Collected data entries
↓↓↓

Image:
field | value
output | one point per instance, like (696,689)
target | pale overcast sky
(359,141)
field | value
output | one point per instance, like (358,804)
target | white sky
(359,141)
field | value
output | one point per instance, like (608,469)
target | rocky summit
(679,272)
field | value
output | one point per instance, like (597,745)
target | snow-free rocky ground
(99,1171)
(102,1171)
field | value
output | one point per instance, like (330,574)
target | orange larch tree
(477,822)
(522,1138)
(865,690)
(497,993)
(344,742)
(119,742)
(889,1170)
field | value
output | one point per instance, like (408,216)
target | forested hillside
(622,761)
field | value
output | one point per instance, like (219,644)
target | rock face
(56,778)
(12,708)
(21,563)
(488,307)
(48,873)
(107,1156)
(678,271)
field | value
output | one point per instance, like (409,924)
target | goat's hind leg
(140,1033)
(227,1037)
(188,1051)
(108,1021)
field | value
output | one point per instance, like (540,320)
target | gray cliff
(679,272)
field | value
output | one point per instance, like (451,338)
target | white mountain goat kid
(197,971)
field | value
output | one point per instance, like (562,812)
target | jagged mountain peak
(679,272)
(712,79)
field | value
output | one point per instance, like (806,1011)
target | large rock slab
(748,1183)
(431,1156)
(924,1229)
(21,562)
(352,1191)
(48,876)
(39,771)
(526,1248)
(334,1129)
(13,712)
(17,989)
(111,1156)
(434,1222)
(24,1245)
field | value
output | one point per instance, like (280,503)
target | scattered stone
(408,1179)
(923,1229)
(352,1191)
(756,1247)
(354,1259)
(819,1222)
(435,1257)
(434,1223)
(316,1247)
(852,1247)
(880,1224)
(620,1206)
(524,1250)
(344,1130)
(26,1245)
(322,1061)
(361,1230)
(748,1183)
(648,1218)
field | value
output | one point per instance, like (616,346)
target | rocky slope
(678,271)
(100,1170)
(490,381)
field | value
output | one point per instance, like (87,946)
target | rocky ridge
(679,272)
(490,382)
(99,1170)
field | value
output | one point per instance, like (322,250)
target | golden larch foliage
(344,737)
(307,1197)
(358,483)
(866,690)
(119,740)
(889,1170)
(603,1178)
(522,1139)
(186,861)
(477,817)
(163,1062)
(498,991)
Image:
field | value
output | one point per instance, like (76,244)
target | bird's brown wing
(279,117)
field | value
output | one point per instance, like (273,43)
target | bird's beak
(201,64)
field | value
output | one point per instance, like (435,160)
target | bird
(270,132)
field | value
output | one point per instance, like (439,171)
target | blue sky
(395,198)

↑↑↑

Return the data exactly. Include every record.

Image:
field | value
output | one point per instance, like (696,689)
target | pale overcast sky
(359,141)
field | value
output | one point per instance, like (358,804)
target | white sky
(359,141)
field | value
output | one point per instance, like (608,469)
target | rocky summit
(679,272)
field | value
output | one point per instance, like (597,745)
target | snow-free rocky ground
(99,1171)
(102,1171)
field | value
output | one point per instance, like (330,574)
target | orange larch tree
(477,822)
(522,1138)
(865,690)
(497,993)
(344,742)
(119,742)
(889,1170)
field | value
output | one point per instance, like (408,216)
target | forested hillside
(622,761)
field | value
output | one point per instance, like (219,644)
target | rock face
(56,778)
(12,708)
(21,563)
(488,307)
(48,873)
(107,1156)
(678,271)
field | value
output | one point per instance, like (409,924)
target | goat's hind leg
(140,1033)
(227,1037)
(188,1051)
(108,1021)
field | value
output | one point per instance, like (540,320)
target | gray cliff
(679,272)
field | value
output | one point per instance, like (451,338)
target | white mountain goat kid
(197,971)
field | value
output | one point per instance, like (562,812)
target | jagged mountain peak
(679,272)
(712,79)
field | value
output | one point per instance, like (806,1011)
target | large rock slab
(748,1183)
(431,1156)
(924,1229)
(21,562)
(352,1191)
(48,876)
(39,771)
(526,1248)
(334,1129)
(13,712)
(17,989)
(111,1156)
(434,1222)
(24,1245)
field | value
output | one point per instance, like (280,503)
target | scattered stone
(408,1179)
(923,1229)
(352,1191)
(756,1247)
(354,1259)
(819,1222)
(435,1257)
(434,1223)
(316,1247)
(852,1247)
(880,1224)
(620,1206)
(524,1250)
(344,1130)
(26,1245)
(322,1061)
(361,1230)
(748,1183)
(648,1218)
field | value
output | one point per instance, like (616,346)
target | rocky slope
(678,271)
(100,1170)
(490,381)
field | value
output | one point per instance, like (87,946)
target | rocky ridge
(679,272)
(490,382)
(99,1170)
field | value
output | one point per instance, like (322,250)
target | golden larch foliage
(344,737)
(307,1197)
(358,483)
(866,690)
(119,740)
(889,1170)
(603,1178)
(522,1139)
(186,861)
(477,817)
(163,1062)
(498,991)
Image:
field | value
output | one point per instance, like (76,244)
target | bird's brown wing
(279,117)
field | value
output | one point per instance, like (273,43)
target | bird's beak
(201,64)
field | value
output | one point per instance, like (435,160)
target | bird
(270,132)
field | value
output | one point per instance, like (439,171)
target | blue sky
(395,198)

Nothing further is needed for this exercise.